▸ **Dataset extract**:
======
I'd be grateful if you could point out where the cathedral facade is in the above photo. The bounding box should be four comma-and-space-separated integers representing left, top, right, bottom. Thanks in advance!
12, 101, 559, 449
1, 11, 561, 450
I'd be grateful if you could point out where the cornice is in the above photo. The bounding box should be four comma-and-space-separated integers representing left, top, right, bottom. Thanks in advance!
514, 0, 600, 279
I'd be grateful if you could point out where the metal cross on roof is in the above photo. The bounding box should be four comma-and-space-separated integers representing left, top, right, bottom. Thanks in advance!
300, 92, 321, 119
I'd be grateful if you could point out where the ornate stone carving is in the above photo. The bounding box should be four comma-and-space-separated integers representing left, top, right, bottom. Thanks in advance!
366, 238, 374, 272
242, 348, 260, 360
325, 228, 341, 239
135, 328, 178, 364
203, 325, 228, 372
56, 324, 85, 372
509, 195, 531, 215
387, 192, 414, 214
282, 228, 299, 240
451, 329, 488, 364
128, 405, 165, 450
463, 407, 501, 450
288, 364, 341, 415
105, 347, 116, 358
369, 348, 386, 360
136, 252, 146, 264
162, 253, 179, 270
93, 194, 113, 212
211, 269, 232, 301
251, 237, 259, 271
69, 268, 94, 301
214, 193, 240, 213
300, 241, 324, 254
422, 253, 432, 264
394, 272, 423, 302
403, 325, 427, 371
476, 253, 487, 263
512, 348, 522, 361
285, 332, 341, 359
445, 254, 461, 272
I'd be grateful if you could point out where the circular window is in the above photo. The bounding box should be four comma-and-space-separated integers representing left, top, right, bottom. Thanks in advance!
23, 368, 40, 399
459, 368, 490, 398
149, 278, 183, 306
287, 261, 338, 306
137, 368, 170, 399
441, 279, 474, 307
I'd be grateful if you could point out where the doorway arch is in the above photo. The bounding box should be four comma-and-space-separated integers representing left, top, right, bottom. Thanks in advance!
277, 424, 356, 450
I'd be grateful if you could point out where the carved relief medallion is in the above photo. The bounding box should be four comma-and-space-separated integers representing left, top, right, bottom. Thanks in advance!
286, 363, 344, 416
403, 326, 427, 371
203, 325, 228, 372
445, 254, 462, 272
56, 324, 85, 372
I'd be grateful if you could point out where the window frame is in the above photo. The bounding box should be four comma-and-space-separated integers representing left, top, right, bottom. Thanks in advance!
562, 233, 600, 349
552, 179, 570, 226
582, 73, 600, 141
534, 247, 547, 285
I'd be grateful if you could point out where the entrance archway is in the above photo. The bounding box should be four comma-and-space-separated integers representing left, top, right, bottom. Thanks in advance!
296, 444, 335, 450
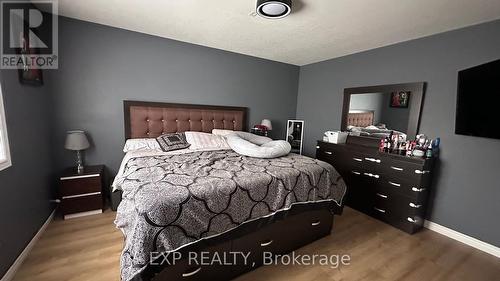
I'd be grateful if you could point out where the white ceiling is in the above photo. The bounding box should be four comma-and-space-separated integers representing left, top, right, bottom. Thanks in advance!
======
▸ **Work to be completed**:
Repeat the entries exactly as they are given, leaving out each image.

▸ **Task response**:
I'd be grateful if you could point out where the cathedral facade is in the above photo. The bounding box should be four comma-and-space-separated integers representing left, top, right, bottom. Thanks in advance!
12, 101, 559, 449
1, 11, 561, 450
I'd be grateful if you could point out where the cornice is in the above photo. The bounding box should be four comma-and-space-separated integers representing left, top, right, bottom. Thanks in advance!
514, 0, 600, 279
I'd be grateful if you could point out where the metal cross on roof is in the above photo. The bounding box should be four comma-and-space-separated integers representing left, top, right, bottom. Thanks in advance!
300, 92, 321, 119
I'd be grateful if you could point out where the ornate stone carving is in the above photo. The bounding box should be four comma-and-space-separated integers representing left, top, right, bottom. Thanks in advance!
366, 238, 374, 272
242, 348, 260, 360
325, 228, 341, 239
135, 328, 178, 364
203, 325, 228, 372
56, 324, 85, 372
509, 195, 531, 215
387, 192, 414, 214
282, 228, 299, 240
451, 329, 488, 364
128, 405, 165, 450
463, 407, 501, 450
288, 364, 341, 415
105, 347, 116, 358
369, 348, 386, 360
136, 252, 146, 264
162, 253, 179, 270
93, 194, 113, 212
211, 269, 232, 301
251, 237, 259, 271
69, 268, 94, 301
214, 193, 240, 213
300, 241, 324, 254
422, 253, 432, 264
394, 272, 423, 302
403, 325, 427, 371
476, 253, 487, 263
512, 348, 522, 361
285, 332, 341, 359
445, 254, 461, 272
I'd be grateful if you could point out where the circular window is in the above photo. The bounding box should be four comma-and-space-separated integers representing left, top, right, bottom. Thanks in advance!
23, 368, 40, 399
459, 368, 490, 398
149, 278, 183, 306
287, 261, 338, 306
137, 368, 170, 399
441, 279, 474, 307
I'd be grateful if you could point out where the doorway arch is in the above photo. The bounding box should be four comma-and-space-separated integers representing left, top, right, bottom. Thanks in advance!
277, 424, 356, 450
I'd be grateful if you could point out where the carved relief medallion is in the above photo. The bounding box should be four comma-and-space-separated integers representing left, top, right, bottom. Thanks in advance!
286, 363, 344, 416
403, 326, 427, 371
203, 325, 228, 372
445, 254, 462, 272
56, 324, 85, 372
I'd be grateful if you could point out where the window frame is in the above photo. The bounding box should be four comma-and-space-separated integers representing left, top, right, bottom. Thanks in advance!
562, 233, 600, 349
552, 179, 570, 226
582, 73, 600, 141
534, 247, 547, 285
I'd be grateful if you could point out where the entrance archway is in the above photo. The bounding box should be four comma-and-space-separated integers representing left, top, right, bottom. Thanks in advance!
296, 444, 335, 450
I'd be grateful if you could point out where the white ceiling is in the above photo. The bounding box should be four comma-and-space-separated integers representing left, top, right, bottom. Thanks in advance!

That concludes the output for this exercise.